Give every entry again, word for word.

--- START Extracted records ---

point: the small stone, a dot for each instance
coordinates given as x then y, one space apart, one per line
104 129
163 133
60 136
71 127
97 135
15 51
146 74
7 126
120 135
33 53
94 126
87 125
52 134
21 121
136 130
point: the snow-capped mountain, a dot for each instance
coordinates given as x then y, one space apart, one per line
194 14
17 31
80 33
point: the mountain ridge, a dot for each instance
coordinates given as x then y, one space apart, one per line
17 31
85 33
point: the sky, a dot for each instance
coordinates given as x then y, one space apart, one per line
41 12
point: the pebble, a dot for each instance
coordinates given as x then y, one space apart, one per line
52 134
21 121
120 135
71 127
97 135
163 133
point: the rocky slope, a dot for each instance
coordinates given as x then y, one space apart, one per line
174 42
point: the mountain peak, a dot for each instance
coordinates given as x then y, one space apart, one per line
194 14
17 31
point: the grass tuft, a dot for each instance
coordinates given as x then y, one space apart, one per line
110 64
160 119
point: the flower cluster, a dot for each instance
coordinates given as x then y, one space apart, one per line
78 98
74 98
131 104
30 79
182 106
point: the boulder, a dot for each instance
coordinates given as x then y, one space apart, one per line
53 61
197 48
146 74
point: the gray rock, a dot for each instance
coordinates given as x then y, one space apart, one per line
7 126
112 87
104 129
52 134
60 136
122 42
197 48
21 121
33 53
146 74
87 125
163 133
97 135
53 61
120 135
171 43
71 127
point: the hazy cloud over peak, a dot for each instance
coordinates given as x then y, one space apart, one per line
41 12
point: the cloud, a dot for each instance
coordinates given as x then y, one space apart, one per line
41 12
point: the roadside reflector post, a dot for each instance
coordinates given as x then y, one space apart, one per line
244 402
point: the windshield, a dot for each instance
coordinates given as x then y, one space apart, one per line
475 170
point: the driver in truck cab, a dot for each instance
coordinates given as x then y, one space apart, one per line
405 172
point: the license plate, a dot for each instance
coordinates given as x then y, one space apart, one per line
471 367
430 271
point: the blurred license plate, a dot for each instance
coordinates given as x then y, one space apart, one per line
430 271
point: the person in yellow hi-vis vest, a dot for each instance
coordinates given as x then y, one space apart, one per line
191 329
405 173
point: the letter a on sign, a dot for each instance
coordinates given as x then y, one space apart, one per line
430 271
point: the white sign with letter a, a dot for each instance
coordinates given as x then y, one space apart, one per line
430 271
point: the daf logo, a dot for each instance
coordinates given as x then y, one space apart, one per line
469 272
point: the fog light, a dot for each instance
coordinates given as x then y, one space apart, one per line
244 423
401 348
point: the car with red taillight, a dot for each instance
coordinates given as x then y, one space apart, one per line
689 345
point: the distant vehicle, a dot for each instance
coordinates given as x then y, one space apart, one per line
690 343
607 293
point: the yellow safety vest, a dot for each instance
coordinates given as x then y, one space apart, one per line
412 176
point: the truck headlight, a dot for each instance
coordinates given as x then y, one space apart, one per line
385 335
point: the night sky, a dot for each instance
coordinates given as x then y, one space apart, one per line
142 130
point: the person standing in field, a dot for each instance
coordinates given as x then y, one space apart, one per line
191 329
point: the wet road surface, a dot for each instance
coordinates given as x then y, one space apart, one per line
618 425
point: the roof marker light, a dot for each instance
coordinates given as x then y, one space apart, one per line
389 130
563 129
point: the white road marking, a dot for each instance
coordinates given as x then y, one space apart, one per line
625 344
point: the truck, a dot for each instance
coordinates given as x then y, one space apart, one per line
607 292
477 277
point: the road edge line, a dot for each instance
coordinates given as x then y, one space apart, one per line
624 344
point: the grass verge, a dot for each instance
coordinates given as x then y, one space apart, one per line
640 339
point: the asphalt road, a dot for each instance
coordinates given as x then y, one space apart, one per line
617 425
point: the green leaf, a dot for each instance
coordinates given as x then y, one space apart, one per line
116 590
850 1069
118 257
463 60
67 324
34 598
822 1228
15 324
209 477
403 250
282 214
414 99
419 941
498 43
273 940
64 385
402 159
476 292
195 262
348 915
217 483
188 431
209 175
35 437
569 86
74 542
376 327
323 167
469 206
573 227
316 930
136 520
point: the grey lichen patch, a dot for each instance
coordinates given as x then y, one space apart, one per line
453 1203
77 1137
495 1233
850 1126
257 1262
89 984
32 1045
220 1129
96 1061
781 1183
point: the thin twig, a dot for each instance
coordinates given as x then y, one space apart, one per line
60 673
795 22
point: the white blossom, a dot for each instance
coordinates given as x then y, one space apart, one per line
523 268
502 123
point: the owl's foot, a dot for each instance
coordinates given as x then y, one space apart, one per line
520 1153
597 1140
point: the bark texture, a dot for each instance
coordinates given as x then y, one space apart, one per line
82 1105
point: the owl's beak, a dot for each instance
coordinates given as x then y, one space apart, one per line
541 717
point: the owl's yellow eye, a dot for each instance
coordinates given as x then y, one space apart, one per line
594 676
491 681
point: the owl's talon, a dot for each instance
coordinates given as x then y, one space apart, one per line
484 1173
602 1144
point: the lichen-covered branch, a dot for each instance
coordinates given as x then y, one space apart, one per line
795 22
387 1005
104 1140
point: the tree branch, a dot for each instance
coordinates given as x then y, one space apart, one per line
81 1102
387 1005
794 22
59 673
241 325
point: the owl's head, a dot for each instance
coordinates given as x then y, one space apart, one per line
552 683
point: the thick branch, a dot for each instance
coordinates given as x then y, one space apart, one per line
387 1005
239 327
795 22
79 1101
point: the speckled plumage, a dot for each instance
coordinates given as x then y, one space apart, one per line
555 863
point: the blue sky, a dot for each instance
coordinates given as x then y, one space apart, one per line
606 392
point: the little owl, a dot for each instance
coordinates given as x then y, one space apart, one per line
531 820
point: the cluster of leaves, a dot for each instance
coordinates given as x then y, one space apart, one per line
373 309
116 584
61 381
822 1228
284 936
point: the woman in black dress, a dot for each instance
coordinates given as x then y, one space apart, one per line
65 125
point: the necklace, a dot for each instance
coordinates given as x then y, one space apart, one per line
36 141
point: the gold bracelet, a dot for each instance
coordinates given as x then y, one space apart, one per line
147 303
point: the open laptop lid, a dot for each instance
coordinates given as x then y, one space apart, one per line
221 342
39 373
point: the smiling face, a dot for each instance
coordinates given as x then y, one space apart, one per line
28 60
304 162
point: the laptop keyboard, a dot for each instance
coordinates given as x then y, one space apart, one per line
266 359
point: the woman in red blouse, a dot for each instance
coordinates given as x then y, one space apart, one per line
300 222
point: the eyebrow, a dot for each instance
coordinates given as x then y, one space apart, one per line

--- END Extracted records ---

**Task result**
point: the small stone, a dot for each instance
coordinates given as x then y, one space apart, one per line
104 129
163 133
60 136
71 127
97 135
15 51
146 74
7 126
120 135
33 53
94 126
87 125
52 134
21 121
136 130
point: the snow-capped mountain, a dot for each instance
coordinates given as x then y, one space apart, one per line
194 14
17 31
80 33
point: the mountain ridge, a dot for each instance
coordinates given as x then y, one space apart, one per line
17 31
85 33
point: the sky, a dot for each instance
coordinates given as x then y, one space apart, one per line
41 12
point: the pebble, a dot for each instance
coordinates given as x then y, one space apart, one per line
52 134
21 121
120 135
71 127
97 135
163 133
point: the rocky slope, a dot for each instance
coordinates given as x then y, one space apart, one per line
174 42
point: the mountain peak, a dot for each instance
coordinates given as x then y, one space apart, one per line
194 14
17 31
point: the grass tuft, a dot for each instance
coordinates given as x then y, one space apart, one per line
110 64
160 119
point: the flower cluster, a dot for each instance
coordinates given as x then y, one space apart, one per line
78 98
74 98
131 104
30 79
182 106
point: the boulder, a dot for each instance
coordinates given as x then y, one space apart, one per line
53 61
197 48
146 74
point: the gray rock, a dot for each instance
coordinates given as x then y, one space apart, one per line
7 126
112 87
104 129
52 134
60 136
122 42
197 48
21 121
33 53
146 74
87 125
163 133
97 135
53 61
120 135
171 43
71 127
point: the hazy cloud over peak, a dot for each instance
coordinates given as x then y, one space apart, one per line
41 12
point: the cloud, a dot for each instance
coordinates given as x then y, one space apart, one per line
41 12
point: the roadside reflector post, a dot for each instance
coordinates given as x then y, one space apart, one per line
244 402
point: the windshield, a dot for each instance
coordinates given as x then y, one space apart, one per line
475 170
point: the driver in truck cab, a dot for each instance
coordinates given as x then y, one space apart, one per line
405 172
point: the license plate, a dot for each instance
coordinates given as x then y, one space apart, one per line
471 367
430 271
point: the blurred license plate, a dot for each instance
coordinates given as x then y, one space apart, one per line
430 271
point: the person in yellow hi-vis vest, a dot for each instance
coordinates given as x then y, one space apart, one per line
191 329
405 173
point: the letter a on sign, a dot for each instance
coordinates given as x then y, one space apart, one per line
430 271
point: the white sign with letter a, a dot for each instance
coordinates given as x then y, one space apart, one per line
430 271
point: the daf logo, a dot for each instance
coordinates given as x then y, one space apart, one per line
469 272
point: the fog light, a dot for each instance
coordinates given as x then y, one space apart, one per line
244 423
401 348
point: the car with red taillight, a dot for each instance
coordinates given as x then y, one space apart, one per line
689 345
point: the distant vehicle, a dot for each instance
coordinates given as x then y, one space apart, one per line
690 343
607 293
point: the yellow safety vest, a dot for each instance
coordinates given as x then y, one space apart, one per line
412 176
point: the truck headlight, a dot for each instance
coordinates given as x then y, one space apart, one per line
385 335
point: the night sky, a dot for each instance
coordinates given as x then y, one space apart, one per line
142 130
point: the person standing in field, a dot for each instance
coordinates given as x then y, one space apart, one per line
191 329
point: the wet road surface, a dot for each instance
coordinates given as x then y, one space apart, one per line
618 425
point: the roof marker light, a dot for each instance
coordinates given as x then y, one space apart, one per line
389 130
563 129
point: the white road marking, a dot for each instance
coordinates given as x then y, one space apart, one per line
625 344
point: the truck, a dot for each instance
coordinates given as x then y, one space apart, one per line
607 292
477 277
point: the road edge line, a dot for each instance
coordinates given as x then y, one space apart, one per line
624 344
point: the grass verge, a dot for each instance
coordinates given as x then y, one space apart, one per line
640 339
point: the asphalt road, a dot for each instance
coordinates given as x then y, one space apart, one per line
617 425
point: the green leaf, a dot for each instance
coordinates given as x then y, one space apart, one per line
116 590
850 1069
118 257
463 60
67 324
34 598
822 1228
15 324
209 477
403 250
282 214
414 99
419 941
498 43
273 940
64 385
402 159
476 292
195 262
348 915
217 483
188 431
209 175
35 437
569 86
74 542
376 327
323 167
469 206
573 227
316 930
136 520
point: the grey lichen patch, a dot for each instance
coordinates given as x then y, one space apart, one per line
453 1203
77 1137
495 1233
850 1126
257 1262
89 984
32 1045
220 1129
96 1061
781 1183
point: the thin twig, a dot for each instance
coordinates given as x then y, one space apart, one per line
60 673
795 22
point: the white blossom, a dot for each instance
coordinates given as x then y, one space apart, one per line
523 268
502 123
point: the owl's foot, a dot for each instance
coordinates given as x then y, one space apart, one per line
520 1153
597 1140
point: the bark texture, a dot for each instance
coordinates given as x then y, one space apart, one per line
82 1105
point: the owl's beak, a dot for each instance
coordinates given as x then y, one space apart, one per line
541 717
point: the owl's yellow eye, a dot for each instance
coordinates given as x then y, one space apart, one per line
594 676
491 681
point: the owl's talon, a dot for each instance
coordinates given as x then y, one space apart, one per line
484 1173
602 1144
point: the lichen-covered branch, a dot for each instance
coordinates given as x then y, one space apart, one per line
795 22
387 1005
104 1140
point: the tree branch, a dot for each instance
coordinates given as x then y, one space apart, one per line
81 1102
387 1005
794 22
59 673
241 325
point: the owl's head, a dot for each instance
coordinates given as x then y, one space apart, one per line
552 683
point: the thick branch, a dot for each instance
coordinates given as x then y, one space apart, one per line
387 1005
239 327
795 22
79 1101
point: the speckled plumage, a dot for each instance
coordinates given as x then y, one space apart, one per line
555 863
point: the blue sky, a dot for each instance
coordinates given as x then y, one space apart, one per line
606 392
point: the little owl, a dot for each instance
coordinates given as x then y, one space apart, one per line
531 820
point: the cluster of leaves, a dot for each instance
coordinates given as x then y, one space apart, one per line
373 309
116 584
61 381
822 1228
284 936
point: the woman in black dress, a dot for each instance
coordinates given as x then y, one space apart, one per line
65 125
point: the necklace, a dot for each instance
coordinates given as x then y, one space apart, one per line
36 141
point: the gold bracelet, a dot for each instance
coordinates given as x then y, one space apart, one per line
147 303
point: the open laptop lid, a dot for each instance
coordinates given as x then y, one space apart, one per line
221 342
39 373
point: the smiling face, a dot for each instance
coordinates given as x then y, one space apart, one per line
28 60
304 162
point: the laptop keyboard, a dot for each instance
coordinates given as x then y, one space apart, one per line
266 359
point: the woman in red blouse, a dot for each instance
coordinates given as x then y, one space apart, one per line
300 222
point: the eyebrow, a dot for each instance
coordinates given as x then y, one space apart, one per line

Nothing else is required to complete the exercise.